▸ Exercise instructions
Turn all of the items below into a Markdown table with the columns Row and Line, giving each line its own numbered row and leaving out blank lines.

** start of Listing **

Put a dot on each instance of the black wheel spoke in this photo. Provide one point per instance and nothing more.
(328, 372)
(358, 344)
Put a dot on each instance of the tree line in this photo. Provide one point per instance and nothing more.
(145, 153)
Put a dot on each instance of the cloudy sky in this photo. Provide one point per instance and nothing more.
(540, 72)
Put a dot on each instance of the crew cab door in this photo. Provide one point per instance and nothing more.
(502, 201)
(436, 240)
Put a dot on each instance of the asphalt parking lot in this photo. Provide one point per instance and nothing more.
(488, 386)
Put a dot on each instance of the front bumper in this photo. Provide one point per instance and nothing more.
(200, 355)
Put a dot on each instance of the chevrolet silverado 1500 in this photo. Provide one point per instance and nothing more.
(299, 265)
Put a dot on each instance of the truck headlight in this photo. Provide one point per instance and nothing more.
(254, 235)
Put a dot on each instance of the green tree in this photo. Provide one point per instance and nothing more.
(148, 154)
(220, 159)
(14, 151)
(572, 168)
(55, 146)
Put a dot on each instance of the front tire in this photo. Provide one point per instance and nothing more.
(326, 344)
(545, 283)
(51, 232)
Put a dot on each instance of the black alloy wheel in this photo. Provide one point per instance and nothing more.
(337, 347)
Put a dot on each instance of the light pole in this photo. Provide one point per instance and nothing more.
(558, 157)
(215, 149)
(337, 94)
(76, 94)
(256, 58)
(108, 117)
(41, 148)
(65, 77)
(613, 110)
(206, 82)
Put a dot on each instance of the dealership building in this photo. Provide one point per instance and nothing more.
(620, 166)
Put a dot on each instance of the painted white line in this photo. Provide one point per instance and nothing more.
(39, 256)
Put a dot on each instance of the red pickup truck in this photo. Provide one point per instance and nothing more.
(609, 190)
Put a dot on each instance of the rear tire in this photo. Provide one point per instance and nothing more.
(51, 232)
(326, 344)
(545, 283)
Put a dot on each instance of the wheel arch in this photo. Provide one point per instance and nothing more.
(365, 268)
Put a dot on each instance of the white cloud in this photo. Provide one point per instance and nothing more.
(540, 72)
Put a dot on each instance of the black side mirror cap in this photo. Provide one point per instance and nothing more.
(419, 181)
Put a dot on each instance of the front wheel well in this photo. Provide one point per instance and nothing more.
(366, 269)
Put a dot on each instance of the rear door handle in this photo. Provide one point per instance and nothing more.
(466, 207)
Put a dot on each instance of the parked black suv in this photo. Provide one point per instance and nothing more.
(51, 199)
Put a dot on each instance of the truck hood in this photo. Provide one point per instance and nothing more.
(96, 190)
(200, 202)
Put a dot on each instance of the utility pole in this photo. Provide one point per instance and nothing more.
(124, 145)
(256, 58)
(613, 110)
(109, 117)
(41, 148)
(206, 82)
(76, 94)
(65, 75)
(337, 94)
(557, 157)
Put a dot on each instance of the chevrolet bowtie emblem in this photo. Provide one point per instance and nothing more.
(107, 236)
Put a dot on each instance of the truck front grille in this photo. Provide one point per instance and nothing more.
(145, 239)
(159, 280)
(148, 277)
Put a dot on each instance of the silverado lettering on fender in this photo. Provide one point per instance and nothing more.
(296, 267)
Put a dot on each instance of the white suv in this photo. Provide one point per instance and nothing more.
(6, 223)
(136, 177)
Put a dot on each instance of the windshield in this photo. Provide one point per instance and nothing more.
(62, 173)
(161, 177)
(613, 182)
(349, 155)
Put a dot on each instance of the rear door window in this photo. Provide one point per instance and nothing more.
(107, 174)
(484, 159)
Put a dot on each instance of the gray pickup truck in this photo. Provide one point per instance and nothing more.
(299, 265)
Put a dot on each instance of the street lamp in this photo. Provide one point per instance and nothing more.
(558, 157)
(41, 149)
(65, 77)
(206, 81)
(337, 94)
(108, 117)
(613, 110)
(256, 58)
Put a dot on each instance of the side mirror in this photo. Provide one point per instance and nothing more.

** end of Listing **

▸ Response to the task
| Row | Line |
|---|---|
| 1 | Put a dot on each instance of the black wheel spoke in this photo. Provide one point per instance and nothing more. |
| 2 | (328, 372) |
| 3 | (358, 344) |
| 4 | Put a dot on each instance of the tree line in this photo. Provide one point per instance and nothing more. |
| 5 | (145, 153) |
| 6 | Put a dot on each instance of the cloudy sky in this photo. Provide one point per instance and nothing more. |
| 7 | (540, 72) |
| 8 | Put a dot on each instance of the crew cab door in this photo. Provide one point per instance and nothing more. |
| 9 | (502, 201) |
| 10 | (436, 240) |
| 11 | Put a dot on each instance of the asphalt parking lot in this photo. Provide one point per instance and nothing more. |
| 12 | (488, 386) |
| 13 | Put a dot on each instance of the front bumper in this photo. Provide one point per instance and nothing more. |
| 14 | (200, 355) |
| 15 | Put a dot on each instance of the chevrolet silverado 1500 in this photo. Provide one point per instance and nothing more. |
| 16 | (299, 265) |
| 17 | Put a dot on each instance of the truck headlight in this photo. Provide one point per instance and nothing more. |
| 18 | (254, 235) |
| 19 | Put a dot on each instance of the green tree in this photo. Provide one point per instance and nothing more. |
| 20 | (148, 154) |
| 21 | (220, 159) |
| 22 | (14, 151) |
| 23 | (572, 168) |
| 24 | (55, 146) |
| 25 | Put a dot on each instance of the front tire in this photo. Provide one point per instance and nothing more. |
| 26 | (326, 344) |
| 27 | (545, 283) |
| 28 | (51, 232) |
| 29 | Put a dot on each instance of the black alloy wheel in this photo. Provide one point per instance and nothing more. |
| 30 | (337, 347) |
| 31 | Put a dot on each instance of the light pole in this photo. Provide one point per instance and nothing more. |
| 32 | (558, 157) |
| 33 | (215, 149) |
| 34 | (337, 94) |
| 35 | (76, 94) |
| 36 | (256, 58) |
| 37 | (108, 117) |
| 38 | (41, 148) |
| 39 | (65, 77) |
| 40 | (613, 110) |
| 41 | (206, 82) |
| 42 | Put a dot on each instance of the dealership building in this photo. Provide one point per instance and nothing more. |
| 43 | (620, 166) |
| 44 | Put a dot on each instance of the painted white line in this photo. Provide one point per instance and nothing more. |
| 45 | (39, 256) |
| 46 | Put a dot on each instance of the red pickup truck in this photo. Provide one point per instance and nothing more. |
| 47 | (609, 190) |
| 48 | Put a dot on each instance of the rear tire in this photo. Provide one point per instance and nothing more. |
| 49 | (51, 232) |
| 50 | (326, 344) |
| 51 | (545, 283) |
| 52 | Put a dot on each instance of the wheel arch in this photo. Provide one point per instance and nothing more. |
| 53 | (365, 268) |
| 54 | Put a dot on each instance of the white cloud in this photo. Provide one point per instance and nothing more. |
| 55 | (540, 72) |
| 56 | Put a dot on each instance of the black side mirror cap in this photo. Provide one point per instance and nothing more. |
| 57 | (419, 181) |
| 58 | Put a dot on each instance of the front wheel well in this photo. Provide one point per instance and nothing more. |
| 59 | (366, 269) |
| 60 | Put a dot on each instance of the rear door handle in this photo. Provide one point per instance and nothing more. |
| 61 | (466, 207) |
| 62 | Put a dot on each instance of the parked black suv in this photo. Provide one point per instance and nothing more. |
| 63 | (51, 199) |
| 64 | Put a dot on each instance of the truck hood in this photo. Provide one point per instance and nothing more. |
| 65 | (96, 190) |
| 66 | (200, 202) |
| 67 | Put a dot on each instance of the utility pole in this photo. Provide one point per instance and nothing more. |
| 68 | (124, 145) |
| 69 | (256, 58) |
| 70 | (613, 110) |
| 71 | (109, 117) |
| 72 | (41, 148) |
| 73 | (206, 82) |
| 74 | (76, 94) |
| 75 | (65, 75) |
| 76 | (337, 94) |
| 77 | (557, 157) |
| 78 | Put a dot on each instance of the chevrolet bowtie emblem in this photo. Provide one point per instance and nothing more. |
| 79 | (107, 236) |
| 80 | Put a dot on each instance of the truck front grille in this photo. Provide one point per instance and nothing more. |
| 81 | (145, 239) |
| 82 | (159, 280) |
| 83 | (148, 277) |
| 84 | Put a dot on each instance of the silverado lettering on fender in this photo. Provide one point per instance and nothing more. |
| 85 | (296, 267) |
| 86 | Put a dot on each instance of the white suv in this photo. Provide one point per instance and nothing more. |
| 87 | (6, 223) |
| 88 | (136, 177) |
| 89 | Put a dot on each instance of the windshield in this photo. Provide one point per instance and nothing more. |
| 90 | (62, 173) |
| 91 | (161, 177) |
| 92 | (613, 182) |
| 93 | (349, 155) |
| 94 | Put a dot on each instance of the rear door window in this photo. Provide one point per instance and nothing more. |
| 95 | (107, 174) |
| 96 | (484, 159) |
| 97 | Put a dot on each instance of the gray pickup truck in this photo. Provide one point per instance and nothing more. |
| 98 | (299, 265) |
| 99 | Put a dot on each instance of the street lamp in this photo. Provide one point per instance and nothing more. |
| 100 | (558, 157) |
| 101 | (41, 149) |
| 102 | (65, 77) |
| 103 | (206, 81) |
| 104 | (337, 94) |
| 105 | (108, 117) |
| 106 | (613, 110) |
| 107 | (256, 58) |
| 108 | Put a dot on each instance of the side mirror in this photo. Provide one point per instance and nothing more. |